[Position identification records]

==*==

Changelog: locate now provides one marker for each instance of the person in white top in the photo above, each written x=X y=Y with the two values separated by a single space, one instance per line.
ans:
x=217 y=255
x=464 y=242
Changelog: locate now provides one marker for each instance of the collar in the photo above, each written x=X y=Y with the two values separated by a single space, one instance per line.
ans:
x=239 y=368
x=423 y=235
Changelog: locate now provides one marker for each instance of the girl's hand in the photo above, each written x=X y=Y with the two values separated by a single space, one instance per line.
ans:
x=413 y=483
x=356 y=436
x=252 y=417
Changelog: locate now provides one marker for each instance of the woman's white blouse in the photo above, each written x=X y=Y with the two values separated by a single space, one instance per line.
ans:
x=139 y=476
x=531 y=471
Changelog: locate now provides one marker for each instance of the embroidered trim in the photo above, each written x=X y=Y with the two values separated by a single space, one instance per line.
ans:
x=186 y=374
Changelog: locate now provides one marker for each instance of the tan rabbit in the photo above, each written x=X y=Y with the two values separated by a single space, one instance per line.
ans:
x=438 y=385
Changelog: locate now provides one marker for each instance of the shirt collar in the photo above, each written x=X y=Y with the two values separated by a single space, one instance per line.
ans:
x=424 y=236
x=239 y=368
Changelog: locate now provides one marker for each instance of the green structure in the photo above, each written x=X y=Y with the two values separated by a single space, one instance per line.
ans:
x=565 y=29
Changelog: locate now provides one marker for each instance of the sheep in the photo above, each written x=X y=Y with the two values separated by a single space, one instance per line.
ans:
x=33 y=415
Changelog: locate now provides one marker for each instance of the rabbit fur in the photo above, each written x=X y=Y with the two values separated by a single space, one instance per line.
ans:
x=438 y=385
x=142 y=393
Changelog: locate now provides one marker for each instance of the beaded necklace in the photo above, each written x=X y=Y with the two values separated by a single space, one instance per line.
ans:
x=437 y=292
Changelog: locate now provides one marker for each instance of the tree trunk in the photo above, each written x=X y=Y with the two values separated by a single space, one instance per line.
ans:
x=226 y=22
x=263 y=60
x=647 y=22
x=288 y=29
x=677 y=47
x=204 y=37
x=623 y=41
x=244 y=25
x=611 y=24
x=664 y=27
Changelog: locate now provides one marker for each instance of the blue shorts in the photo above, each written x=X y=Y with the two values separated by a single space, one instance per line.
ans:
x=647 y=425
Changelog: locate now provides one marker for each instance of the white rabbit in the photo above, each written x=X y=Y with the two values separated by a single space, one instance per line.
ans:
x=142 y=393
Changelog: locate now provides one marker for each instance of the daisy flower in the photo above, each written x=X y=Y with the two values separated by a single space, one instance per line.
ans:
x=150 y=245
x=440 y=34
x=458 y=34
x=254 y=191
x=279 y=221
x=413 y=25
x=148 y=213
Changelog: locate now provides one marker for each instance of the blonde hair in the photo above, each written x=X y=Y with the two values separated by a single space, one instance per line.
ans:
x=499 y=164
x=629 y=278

==*==

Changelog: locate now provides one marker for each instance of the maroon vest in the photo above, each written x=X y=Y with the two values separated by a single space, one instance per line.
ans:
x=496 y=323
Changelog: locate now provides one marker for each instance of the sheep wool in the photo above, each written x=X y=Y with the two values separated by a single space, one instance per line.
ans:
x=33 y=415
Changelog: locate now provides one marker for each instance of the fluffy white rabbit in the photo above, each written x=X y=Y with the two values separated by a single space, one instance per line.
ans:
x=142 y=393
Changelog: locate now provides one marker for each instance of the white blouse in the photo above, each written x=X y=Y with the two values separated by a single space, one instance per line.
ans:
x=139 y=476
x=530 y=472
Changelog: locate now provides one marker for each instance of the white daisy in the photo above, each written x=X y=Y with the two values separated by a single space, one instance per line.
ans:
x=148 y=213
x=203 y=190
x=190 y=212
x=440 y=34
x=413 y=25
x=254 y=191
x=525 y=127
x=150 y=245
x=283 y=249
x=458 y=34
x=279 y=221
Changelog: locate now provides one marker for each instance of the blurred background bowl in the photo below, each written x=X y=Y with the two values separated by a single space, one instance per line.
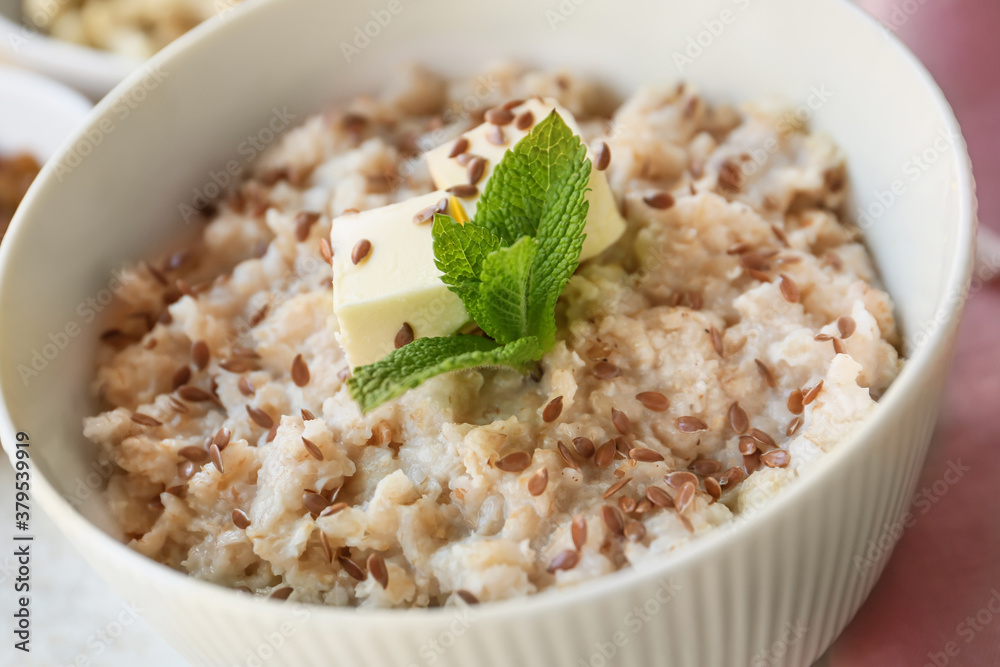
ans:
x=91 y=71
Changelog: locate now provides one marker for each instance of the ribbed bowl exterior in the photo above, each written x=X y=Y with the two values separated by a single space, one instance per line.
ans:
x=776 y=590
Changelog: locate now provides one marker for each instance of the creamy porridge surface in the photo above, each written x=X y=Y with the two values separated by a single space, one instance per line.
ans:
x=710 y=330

==*==

* SET EXERCISE: Convert the listing from the line containing "of the collar" up to and including the line containing "x=423 y=235" into a numbered list, omitting any blank lines.

* IN RESPONSE:
1. Changelog: locate now provides one marker for each instance of the collar in the photo above, each written x=X y=Y with the two values separated by a single space, one instance per line.
2. ans:
3. x=239 y=368
4. x=423 y=235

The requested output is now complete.